**Data provided**
>>>>

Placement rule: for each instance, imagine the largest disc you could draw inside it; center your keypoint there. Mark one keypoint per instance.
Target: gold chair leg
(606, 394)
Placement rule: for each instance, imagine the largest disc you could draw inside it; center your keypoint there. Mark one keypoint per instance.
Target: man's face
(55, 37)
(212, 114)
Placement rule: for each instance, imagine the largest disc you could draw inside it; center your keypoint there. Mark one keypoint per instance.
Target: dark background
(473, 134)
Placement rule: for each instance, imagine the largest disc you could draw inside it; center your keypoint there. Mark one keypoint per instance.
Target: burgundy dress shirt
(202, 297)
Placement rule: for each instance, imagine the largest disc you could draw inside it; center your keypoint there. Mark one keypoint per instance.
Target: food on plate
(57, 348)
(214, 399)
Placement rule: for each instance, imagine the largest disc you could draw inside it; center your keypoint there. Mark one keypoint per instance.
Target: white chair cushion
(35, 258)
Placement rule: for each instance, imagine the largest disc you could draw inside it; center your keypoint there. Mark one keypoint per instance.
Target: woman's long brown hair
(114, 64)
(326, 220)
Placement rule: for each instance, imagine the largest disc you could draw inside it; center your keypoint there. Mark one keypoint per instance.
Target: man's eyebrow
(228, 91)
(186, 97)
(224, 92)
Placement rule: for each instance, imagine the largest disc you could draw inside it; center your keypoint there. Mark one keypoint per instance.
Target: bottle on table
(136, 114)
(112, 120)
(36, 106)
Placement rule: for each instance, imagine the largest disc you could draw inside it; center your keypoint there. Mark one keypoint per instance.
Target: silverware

<<<<

**Problem**
Which lines in the entries above contain the word "chair"? List each one in full.

**Task solution**
Target: gold chair leg
Target: white chair cushion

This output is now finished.